▶ [What the exercise asks]: Reproduce the records below in full and word for word, excluding pictures.

"""

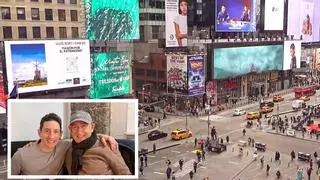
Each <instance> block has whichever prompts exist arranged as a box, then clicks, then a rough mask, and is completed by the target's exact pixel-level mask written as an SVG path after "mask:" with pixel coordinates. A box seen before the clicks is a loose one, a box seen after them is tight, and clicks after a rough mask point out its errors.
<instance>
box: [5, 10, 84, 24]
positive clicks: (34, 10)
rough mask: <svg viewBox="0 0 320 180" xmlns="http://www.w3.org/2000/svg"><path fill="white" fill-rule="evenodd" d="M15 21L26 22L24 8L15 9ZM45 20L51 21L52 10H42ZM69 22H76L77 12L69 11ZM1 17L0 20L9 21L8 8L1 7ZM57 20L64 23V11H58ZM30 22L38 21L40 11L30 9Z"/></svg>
mask: <svg viewBox="0 0 320 180" xmlns="http://www.w3.org/2000/svg"><path fill="white" fill-rule="evenodd" d="M16 10H17V19H18V20H26V10H25V8H24V7H17V8H16ZM44 13H45V20H48V21H52V20H53V10H52V9H44ZM70 16H71V21H78V11H77V10H70ZM1 17H2V19H9V20H10V19H11V10H10V7H1ZM58 19H59V21H66V10H64V9H58ZM31 20H40V10H39V8H31Z"/></svg>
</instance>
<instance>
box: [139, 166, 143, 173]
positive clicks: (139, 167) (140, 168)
mask: <svg viewBox="0 0 320 180" xmlns="http://www.w3.org/2000/svg"><path fill="white" fill-rule="evenodd" d="M139 171H140V174H141V175H143V166H140V167H139Z"/></svg>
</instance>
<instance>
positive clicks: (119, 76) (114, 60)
mask: <svg viewBox="0 0 320 180" xmlns="http://www.w3.org/2000/svg"><path fill="white" fill-rule="evenodd" d="M91 68H92V78H91V79H92V83H91V86H90V98H94V99H99V98H108V97H114V96H121V95H125V94H129V93H130V66H129V55H128V53H108V54H106V53H96V54H92V55H91Z"/></svg>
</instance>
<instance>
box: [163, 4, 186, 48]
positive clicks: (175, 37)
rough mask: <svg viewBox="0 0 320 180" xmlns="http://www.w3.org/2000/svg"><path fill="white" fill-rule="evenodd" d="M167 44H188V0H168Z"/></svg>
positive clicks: (183, 46)
mask: <svg viewBox="0 0 320 180" xmlns="http://www.w3.org/2000/svg"><path fill="white" fill-rule="evenodd" d="M165 3H166V5H165V6H166V46H167V47H185V46H187V45H188V41H187V37H188V25H187V10H188V8H187V7H188V2H187V0H175V1H166V2H165Z"/></svg>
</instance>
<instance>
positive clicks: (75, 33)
mask: <svg viewBox="0 0 320 180" xmlns="http://www.w3.org/2000/svg"><path fill="white" fill-rule="evenodd" d="M71 32H72V38H78V37H79V29H78V27H72V28H71Z"/></svg>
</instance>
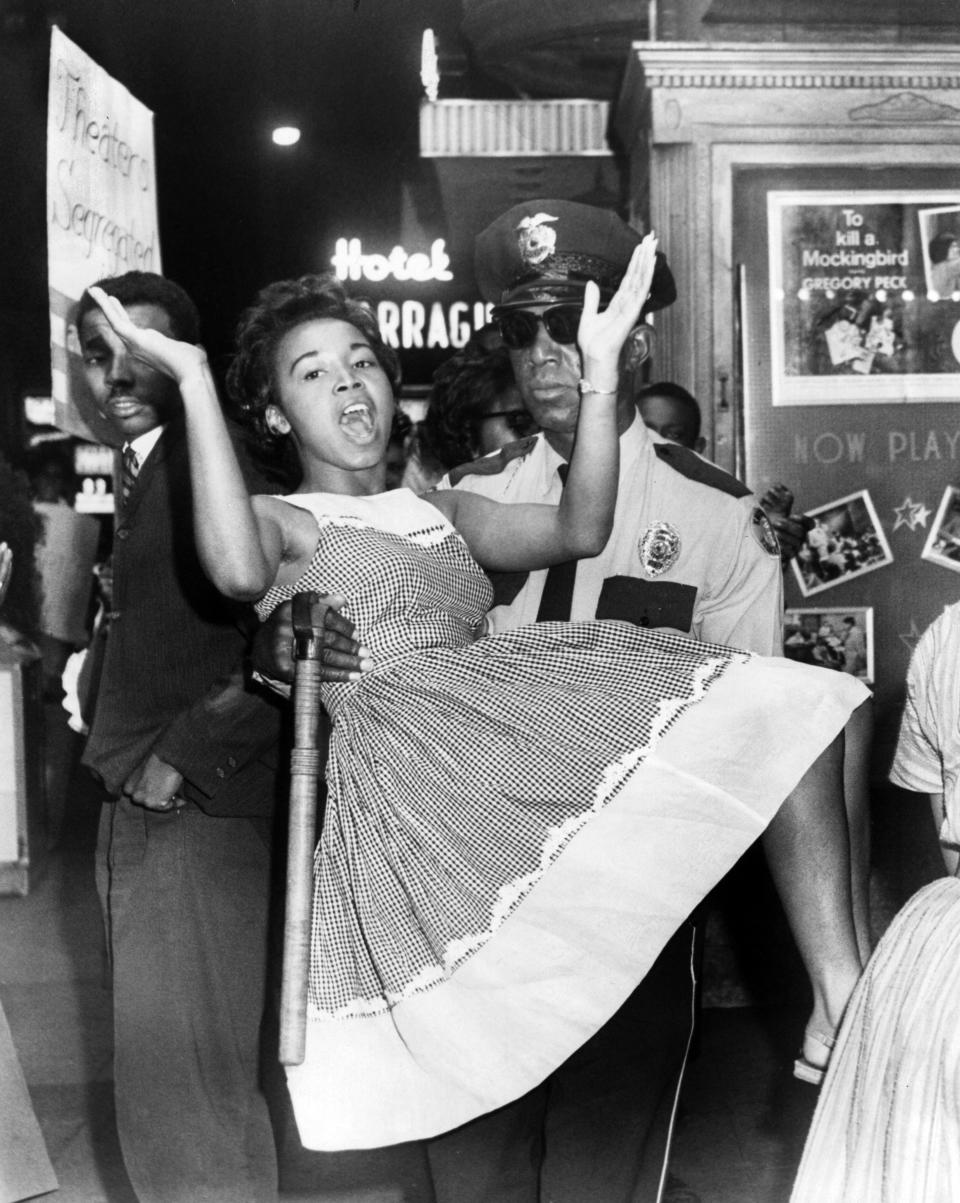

"""

▶ [Expected output]:
Each <instance> block has whichever prompts exist arranged as a box, then clicks, then a rough mask, and is completed by the target's exact pixel-level mask written as an SVG path after "mask:" with pixel coordinates. A box seen before the clicks is a loose one, a box seen after them is tight, and clicks after a rough mask point out its errors.
<instance>
box: [5, 10, 84, 24]
positive clicks: (34, 10)
rough mask: <svg viewBox="0 0 320 180" xmlns="http://www.w3.org/2000/svg"><path fill="white" fill-rule="evenodd" d="M15 21L26 22L24 8L15 9ZM45 20L51 21L52 10H42ZM69 22H76L77 12L69 11ZM1 17L0 20L9 21L8 8L1 7ZM57 20L64 23V11H58ZM30 22L38 21L40 11L30 9Z"/></svg>
mask: <svg viewBox="0 0 320 180" xmlns="http://www.w3.org/2000/svg"><path fill="white" fill-rule="evenodd" d="M16 10H17V19H18V20H26V10H25V8H24V7H17V8H16ZM44 13H45V20H48V21H52V20H53V10H52V9H44ZM70 16H71V21H78V11H77V10H70ZM1 17H2V19H9V20H10V19H11V10H10V7H1ZM58 19H59V21H66V10H64V9H58ZM31 20H40V10H39V8H31Z"/></svg>
</instance>
<instance>
box: [139, 166, 143, 173]
positive clicks: (139, 167) (140, 168)
mask: <svg viewBox="0 0 320 180" xmlns="http://www.w3.org/2000/svg"><path fill="white" fill-rule="evenodd" d="M139 171H140V174H141V175H143V166H140V167H139Z"/></svg>
</instance>
<instance>
positive clicks: (119, 76) (114, 60)
mask: <svg viewBox="0 0 320 180" xmlns="http://www.w3.org/2000/svg"><path fill="white" fill-rule="evenodd" d="M91 68H92V78H91V79H92V83H91V86H90V98H94V99H99V98H108V97H114V96H121V95H125V94H129V93H130V66H129V55H128V53H108V54H106V53H96V54H92V55H91Z"/></svg>
</instance>
<instance>
box: [163, 4, 186, 48]
positive clicks: (175, 37)
rough mask: <svg viewBox="0 0 320 180" xmlns="http://www.w3.org/2000/svg"><path fill="white" fill-rule="evenodd" d="M167 44H188V0H168Z"/></svg>
positive clicks: (183, 46)
mask: <svg viewBox="0 0 320 180" xmlns="http://www.w3.org/2000/svg"><path fill="white" fill-rule="evenodd" d="M165 3H166V5H165V6H166V46H167V47H185V46H187V45H188V41H187V37H188V25H187V10H188V8H187V7H188V2H187V0H175V1H166V2H165Z"/></svg>
</instance>
<instance>
positive clicks: (75, 33)
mask: <svg viewBox="0 0 320 180" xmlns="http://www.w3.org/2000/svg"><path fill="white" fill-rule="evenodd" d="M71 32H72V38H78V37H79V29H78V27H72V28H71Z"/></svg>
</instance>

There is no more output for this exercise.